Ausgewählter Textauszug:
•••

Wie geht es nach dem Abbruch der Jamaika-Sondierungen weiter? Neuwahlen? Eine Minderheitsregierung? Wir haben einige Ideen dazu – Du auch? Dann verbreite Deine ganz eigene Vision für die nächsten vier Jahre per Leserbrief.

Symbolbild Jamaika-Koalition, schwarz, grün, gelb. Der Reichstag und eine Fahne von Jamaika, aufgenommen am 09.10.2017 in Berlin-Tiergarten. Nach der Bundstagswahl könnte eine Koalition aus CDU, Die Grünen, FDP entstehen. Foto: XAMAX/dpa

Jamaika ist gescheitert – dramatisch, mit allerlei Inszenierung. Die Medien überschlagen sich seither mit Analysen. Manche Kommentator/innen schreiben schon eine Staatskrise herbei. Viele wollen jetzt die SPD erneut in einer Großen Koalition sehen. Doch wir haben den Eindruck: Die Situation ruft nach ganz neuen Lösungen.

•••

(Gespeicherte Einträge aus einer Sammlung)
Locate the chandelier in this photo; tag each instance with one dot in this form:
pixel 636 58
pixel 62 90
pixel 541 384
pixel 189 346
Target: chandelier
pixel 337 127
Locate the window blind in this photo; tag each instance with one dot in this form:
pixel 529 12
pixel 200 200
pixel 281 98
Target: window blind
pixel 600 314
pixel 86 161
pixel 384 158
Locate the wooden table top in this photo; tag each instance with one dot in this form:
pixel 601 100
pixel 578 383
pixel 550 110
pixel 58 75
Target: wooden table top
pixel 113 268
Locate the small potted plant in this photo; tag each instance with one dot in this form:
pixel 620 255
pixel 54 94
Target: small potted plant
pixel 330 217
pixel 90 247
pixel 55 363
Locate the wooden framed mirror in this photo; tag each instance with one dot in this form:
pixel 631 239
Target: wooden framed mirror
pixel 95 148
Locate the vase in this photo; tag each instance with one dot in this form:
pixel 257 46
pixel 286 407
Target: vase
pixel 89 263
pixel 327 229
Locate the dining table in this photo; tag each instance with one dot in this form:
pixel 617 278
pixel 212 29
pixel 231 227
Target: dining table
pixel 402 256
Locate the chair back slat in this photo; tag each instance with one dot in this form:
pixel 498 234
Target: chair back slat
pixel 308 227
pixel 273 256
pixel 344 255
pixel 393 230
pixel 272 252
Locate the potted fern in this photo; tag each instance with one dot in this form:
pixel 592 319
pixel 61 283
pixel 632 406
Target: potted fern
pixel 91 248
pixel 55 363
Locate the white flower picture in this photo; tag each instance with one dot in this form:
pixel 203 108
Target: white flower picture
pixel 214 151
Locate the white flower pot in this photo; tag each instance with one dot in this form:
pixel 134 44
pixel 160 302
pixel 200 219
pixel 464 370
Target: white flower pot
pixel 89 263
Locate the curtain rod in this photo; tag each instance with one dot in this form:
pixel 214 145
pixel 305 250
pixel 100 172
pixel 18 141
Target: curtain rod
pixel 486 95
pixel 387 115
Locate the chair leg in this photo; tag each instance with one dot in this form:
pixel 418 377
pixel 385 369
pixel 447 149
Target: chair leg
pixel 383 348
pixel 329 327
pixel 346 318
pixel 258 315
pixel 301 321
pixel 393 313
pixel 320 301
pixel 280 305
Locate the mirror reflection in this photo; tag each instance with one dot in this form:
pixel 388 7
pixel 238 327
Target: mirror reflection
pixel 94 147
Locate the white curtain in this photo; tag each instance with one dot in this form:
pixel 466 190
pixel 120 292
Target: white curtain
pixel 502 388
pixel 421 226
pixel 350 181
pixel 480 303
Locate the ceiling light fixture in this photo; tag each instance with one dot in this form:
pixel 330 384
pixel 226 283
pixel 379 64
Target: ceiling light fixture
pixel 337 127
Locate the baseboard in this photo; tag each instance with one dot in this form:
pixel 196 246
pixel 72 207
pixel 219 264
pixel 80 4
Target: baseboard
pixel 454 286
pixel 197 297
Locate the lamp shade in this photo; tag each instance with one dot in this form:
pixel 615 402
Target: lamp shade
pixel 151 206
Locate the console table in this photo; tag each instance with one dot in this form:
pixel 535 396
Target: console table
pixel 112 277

•••

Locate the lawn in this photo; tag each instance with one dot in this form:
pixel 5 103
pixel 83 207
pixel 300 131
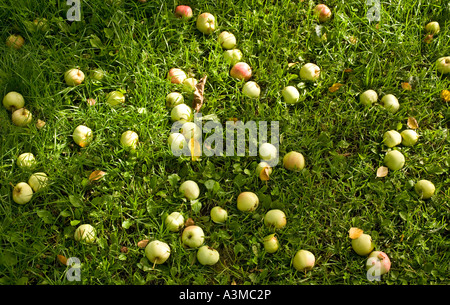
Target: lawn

•••

Aufgaben:
a) Nenne alle Parteien, die im Textauszug mit Namen vorkommen.
b) Beantworte anhand des Textauszugs diese Fragen:
(i) Auf welchem Weg soll man die eigene Vision für die nächsten vier Jahre verbreiten?
(ii) An welchem Datum wurde das Symbolbild aufgenommen?
(iii) In welcher Koalition wollen viele die SPD jetzt erneut sehen?
c) Schreib den Abschnitt von "Wie geht es" bis "Jahre per Leserbrief." wörtlich aus dem Textauszug ab.
Die Zeilen spielen hier keine Rolle.

Lösungen:
a) CDU, Die Grünen, FDP, SPD

b)
(i) Per Leserbrief.
(ii) Am 09.10.2017.
(iii) In einer Großen Koalition.

c)
Wie geht es nach dem Abbruch der Jamaika-Sondierungen weiter? Neuwahlen? Eine Minderheitsregierung? Wir haben einige Ideen dazu – Du auch? Dann verbreite Deine ganz eigene Vision für die nächsten vier Jahre per Leserbrief.